begin Quoted text

1. A method, comprising:
running on multiple compute nodes respective memory sharing agents that communicate with one another over a communication network;
running on a given compute node one or more local Virtual Machines (VMs) that access memory pages; and
using the memory sharing agents, storing the memory pages that are accessed by the local VMs on at least two of the compute nodes, and serving the stored memory pages to the local VMs.
2. The method according to claim 1, wherein running the memory sharing agents comprises classifying the memory pages accessed by the local VMs into commonly-accessed memory pages and rarely-accessed memory pages in accordance with a predefined criterion, and processing only the rarely-accessed memory pages using the memory sharing agents.
3. The method according to claim 1, wherein running the memory sharing agents comprises classifying the memory pages stored on the given compute node into memory pages that are mostly written to and rarely read by the local VMs, memory pages that are mostly read and rarely written to by the local VMs, and memory pages that are rarely written to and rarely read by the local VMs, and deciding whether to export a given memory page from the given compute node based on a classification of the given memory page.

end Quoted text

Instructions:
1. In the patent claims on memory sharing, what two groups are the memory pages sorted into in claim 2?
2. Carry on the patent claims on memory sharing from the point where they stop.

begin Record list

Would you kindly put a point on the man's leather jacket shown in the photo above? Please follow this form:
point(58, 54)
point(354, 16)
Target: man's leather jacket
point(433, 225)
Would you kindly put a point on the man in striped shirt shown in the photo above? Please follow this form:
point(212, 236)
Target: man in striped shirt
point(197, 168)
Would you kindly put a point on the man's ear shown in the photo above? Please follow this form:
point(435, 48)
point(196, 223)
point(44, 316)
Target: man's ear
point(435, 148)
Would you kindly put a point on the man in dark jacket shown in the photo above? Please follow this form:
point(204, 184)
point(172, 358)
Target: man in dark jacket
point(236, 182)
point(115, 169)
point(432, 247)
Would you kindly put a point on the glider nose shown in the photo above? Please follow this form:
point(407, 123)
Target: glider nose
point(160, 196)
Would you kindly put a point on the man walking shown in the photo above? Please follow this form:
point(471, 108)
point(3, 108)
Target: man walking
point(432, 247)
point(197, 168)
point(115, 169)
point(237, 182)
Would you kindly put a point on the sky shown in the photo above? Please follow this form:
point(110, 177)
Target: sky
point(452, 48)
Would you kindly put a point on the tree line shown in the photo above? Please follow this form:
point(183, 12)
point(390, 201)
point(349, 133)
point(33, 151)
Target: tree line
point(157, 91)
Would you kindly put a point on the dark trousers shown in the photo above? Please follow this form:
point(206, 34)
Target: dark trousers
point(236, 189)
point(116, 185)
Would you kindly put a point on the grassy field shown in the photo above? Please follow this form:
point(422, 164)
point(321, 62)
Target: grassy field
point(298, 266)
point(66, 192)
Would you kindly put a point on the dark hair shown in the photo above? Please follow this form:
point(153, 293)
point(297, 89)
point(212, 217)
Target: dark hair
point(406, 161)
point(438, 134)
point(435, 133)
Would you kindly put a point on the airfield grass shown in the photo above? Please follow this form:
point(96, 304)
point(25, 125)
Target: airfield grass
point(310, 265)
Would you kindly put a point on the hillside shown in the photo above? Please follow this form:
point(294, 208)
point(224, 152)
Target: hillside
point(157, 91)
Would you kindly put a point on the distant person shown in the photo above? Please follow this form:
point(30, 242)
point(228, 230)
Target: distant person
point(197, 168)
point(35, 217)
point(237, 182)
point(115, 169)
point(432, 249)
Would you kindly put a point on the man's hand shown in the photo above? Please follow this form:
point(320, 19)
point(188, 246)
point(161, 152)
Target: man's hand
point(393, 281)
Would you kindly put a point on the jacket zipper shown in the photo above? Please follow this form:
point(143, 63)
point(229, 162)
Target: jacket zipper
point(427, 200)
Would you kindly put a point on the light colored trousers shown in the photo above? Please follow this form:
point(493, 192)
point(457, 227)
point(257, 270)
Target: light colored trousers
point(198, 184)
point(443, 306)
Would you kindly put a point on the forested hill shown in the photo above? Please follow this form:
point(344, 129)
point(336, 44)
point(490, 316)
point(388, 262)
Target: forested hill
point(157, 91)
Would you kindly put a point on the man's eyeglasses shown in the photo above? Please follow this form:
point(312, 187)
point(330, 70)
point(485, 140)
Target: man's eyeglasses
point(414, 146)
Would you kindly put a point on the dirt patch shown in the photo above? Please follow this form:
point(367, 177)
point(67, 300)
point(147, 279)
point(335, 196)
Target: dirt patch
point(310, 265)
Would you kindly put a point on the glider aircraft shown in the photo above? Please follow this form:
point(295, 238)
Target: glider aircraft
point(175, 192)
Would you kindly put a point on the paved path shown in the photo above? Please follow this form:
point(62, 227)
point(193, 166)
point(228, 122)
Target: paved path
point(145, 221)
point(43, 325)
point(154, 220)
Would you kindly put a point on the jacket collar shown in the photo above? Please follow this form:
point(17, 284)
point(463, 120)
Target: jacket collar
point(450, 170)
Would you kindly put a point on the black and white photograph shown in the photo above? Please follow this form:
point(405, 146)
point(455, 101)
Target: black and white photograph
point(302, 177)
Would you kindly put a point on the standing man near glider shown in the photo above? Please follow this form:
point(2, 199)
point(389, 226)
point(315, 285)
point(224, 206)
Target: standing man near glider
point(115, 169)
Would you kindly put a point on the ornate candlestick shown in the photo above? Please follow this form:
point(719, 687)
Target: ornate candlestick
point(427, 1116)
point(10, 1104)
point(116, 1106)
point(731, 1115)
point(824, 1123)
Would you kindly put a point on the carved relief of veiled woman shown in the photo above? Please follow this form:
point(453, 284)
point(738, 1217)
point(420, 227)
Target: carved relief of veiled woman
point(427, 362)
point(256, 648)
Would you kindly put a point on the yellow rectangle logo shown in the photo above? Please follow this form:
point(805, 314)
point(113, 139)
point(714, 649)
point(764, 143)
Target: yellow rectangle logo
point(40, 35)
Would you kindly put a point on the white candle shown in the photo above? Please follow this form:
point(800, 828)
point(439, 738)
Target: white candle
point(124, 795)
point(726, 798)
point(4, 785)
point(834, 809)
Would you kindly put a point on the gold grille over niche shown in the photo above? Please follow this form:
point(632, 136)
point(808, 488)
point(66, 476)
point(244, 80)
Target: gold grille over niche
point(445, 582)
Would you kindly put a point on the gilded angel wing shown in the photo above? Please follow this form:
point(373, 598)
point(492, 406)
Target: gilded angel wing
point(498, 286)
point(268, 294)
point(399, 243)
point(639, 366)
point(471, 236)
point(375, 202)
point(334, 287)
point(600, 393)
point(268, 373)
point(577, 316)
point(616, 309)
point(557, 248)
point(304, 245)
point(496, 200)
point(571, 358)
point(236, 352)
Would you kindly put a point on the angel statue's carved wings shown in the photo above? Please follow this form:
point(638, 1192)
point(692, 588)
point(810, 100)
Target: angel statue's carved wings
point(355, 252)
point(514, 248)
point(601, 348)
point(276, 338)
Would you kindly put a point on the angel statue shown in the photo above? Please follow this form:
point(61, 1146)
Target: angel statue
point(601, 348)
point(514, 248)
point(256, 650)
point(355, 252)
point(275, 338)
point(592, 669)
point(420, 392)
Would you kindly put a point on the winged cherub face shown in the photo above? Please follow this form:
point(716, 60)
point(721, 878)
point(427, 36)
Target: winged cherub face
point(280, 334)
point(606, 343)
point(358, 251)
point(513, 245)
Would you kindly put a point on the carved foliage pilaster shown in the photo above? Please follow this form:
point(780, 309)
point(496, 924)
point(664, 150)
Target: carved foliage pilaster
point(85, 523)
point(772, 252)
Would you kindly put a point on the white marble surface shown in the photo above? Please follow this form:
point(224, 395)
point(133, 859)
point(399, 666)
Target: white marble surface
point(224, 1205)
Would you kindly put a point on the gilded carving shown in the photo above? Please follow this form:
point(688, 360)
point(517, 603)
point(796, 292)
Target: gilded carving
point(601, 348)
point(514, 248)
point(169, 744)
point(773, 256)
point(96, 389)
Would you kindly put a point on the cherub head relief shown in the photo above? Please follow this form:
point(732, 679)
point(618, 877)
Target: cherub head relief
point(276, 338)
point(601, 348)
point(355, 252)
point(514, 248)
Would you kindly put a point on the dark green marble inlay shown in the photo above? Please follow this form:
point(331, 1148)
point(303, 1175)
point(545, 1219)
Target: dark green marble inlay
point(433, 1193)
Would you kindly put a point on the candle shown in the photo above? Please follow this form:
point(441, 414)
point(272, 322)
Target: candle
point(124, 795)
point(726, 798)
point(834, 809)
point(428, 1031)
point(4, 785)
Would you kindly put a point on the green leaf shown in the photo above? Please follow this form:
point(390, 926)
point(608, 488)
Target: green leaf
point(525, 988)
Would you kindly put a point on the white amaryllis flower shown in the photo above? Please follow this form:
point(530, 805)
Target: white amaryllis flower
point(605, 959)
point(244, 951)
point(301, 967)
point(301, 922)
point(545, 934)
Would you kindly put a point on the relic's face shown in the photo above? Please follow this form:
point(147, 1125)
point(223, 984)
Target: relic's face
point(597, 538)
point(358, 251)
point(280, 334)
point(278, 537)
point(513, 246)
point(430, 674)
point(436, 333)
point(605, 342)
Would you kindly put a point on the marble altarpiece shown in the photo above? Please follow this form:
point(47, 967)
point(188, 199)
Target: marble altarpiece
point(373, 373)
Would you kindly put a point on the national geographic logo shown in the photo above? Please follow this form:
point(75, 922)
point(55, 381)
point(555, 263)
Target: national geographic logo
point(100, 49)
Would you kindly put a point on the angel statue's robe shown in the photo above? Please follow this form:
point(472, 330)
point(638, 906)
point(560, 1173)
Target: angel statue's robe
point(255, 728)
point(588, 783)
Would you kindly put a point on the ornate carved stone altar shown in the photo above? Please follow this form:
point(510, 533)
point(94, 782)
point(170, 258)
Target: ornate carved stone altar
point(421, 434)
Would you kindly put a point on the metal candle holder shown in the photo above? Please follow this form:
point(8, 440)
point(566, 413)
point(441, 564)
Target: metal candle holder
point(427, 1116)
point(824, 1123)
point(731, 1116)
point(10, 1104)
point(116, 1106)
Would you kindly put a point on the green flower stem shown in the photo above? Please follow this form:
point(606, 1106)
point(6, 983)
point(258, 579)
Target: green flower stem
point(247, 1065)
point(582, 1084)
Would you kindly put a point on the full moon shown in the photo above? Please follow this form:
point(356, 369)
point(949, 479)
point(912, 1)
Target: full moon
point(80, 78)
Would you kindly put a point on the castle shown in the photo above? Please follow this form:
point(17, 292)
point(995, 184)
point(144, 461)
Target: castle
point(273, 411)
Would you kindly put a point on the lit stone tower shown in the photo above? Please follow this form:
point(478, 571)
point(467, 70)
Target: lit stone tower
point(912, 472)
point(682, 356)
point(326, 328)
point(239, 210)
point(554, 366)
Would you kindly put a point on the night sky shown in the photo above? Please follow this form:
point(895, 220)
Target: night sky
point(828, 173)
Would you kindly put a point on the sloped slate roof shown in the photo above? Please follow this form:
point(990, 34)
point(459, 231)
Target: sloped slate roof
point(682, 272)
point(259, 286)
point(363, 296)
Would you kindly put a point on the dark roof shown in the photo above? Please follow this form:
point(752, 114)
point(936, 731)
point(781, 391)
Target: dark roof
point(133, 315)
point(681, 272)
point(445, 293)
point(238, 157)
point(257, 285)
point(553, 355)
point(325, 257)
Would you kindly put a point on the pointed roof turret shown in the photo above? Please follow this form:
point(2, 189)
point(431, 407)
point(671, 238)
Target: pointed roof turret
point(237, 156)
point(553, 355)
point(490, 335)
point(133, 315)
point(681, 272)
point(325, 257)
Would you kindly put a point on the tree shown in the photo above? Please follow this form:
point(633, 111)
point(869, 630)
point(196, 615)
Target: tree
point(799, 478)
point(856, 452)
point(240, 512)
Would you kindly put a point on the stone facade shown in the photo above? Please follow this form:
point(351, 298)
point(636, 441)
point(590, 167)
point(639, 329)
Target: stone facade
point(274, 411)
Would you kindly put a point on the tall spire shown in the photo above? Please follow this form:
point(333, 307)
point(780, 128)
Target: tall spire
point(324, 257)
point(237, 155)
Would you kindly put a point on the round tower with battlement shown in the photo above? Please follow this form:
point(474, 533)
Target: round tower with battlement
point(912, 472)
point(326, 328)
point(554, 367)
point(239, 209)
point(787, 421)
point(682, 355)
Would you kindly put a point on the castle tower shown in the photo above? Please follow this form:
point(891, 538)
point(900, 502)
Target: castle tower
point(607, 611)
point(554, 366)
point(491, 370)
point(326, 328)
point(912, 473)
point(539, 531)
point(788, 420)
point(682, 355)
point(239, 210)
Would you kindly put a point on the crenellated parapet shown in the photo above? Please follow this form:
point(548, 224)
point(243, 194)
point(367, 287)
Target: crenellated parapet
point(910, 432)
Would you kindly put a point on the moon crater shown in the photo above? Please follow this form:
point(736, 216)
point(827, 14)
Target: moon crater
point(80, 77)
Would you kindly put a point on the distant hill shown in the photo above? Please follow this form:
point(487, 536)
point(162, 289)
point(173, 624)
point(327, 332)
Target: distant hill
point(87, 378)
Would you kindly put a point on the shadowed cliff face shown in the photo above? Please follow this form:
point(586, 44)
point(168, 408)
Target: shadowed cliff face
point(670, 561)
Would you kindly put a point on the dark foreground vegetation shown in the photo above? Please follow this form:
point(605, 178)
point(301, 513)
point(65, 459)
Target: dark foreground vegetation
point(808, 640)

end Record list

Answers given:
1. Commonly-accessed memory pages and rarely-accessed memory pages.

2.
4. The method according to claim 1, wherein storing the memory pages comprises introducing a memory page to the memory sharing agents, defining one of the memory sharing agents as owning the introduced memory page, and storing the introduced memory page using the one of the memory sharing agents.
5. The method according to claim 1, wherein running the memory sharing agents comprises retaining no more than a predefined number of copies of a given memory page on the multiple compute nodes.
6. The method according to claim 1, wherein storing the memory pages comprises, in response to a memory pressure condition in the given compute node, selecting a memory page that is stored on the given compute node, and, subject to verifying using the memory sharing agents that at least a predefined number of copies of the selected memory page are stored across the multiple compute nodes, deleting the selected memory page from the given compute node.
7. The method according to claim 1, wherein storing the memory pages comprises, in response to a memory pressure condition in the given compute node, selecting a memory page that is stored on the given compute node and exporting the selected memory page using the memory sharing agents to another compute node.
8. The method according to claim 1, wherein serving the memory pages comprises, in response to a local VM accessing a memory page that is not stored on the given compute node, fetching the memory page using the memory sharing agents.
9. The method according to claim 8, wherein fetching the memory page comprises sending a query, from a local memory sharing agent of the given compute node to a first memory sharing agent of a first compute node that is defined as owning the memory page, for an identity of a second compute node on which the memory page is stored, and requesting the memory page from the second compute node.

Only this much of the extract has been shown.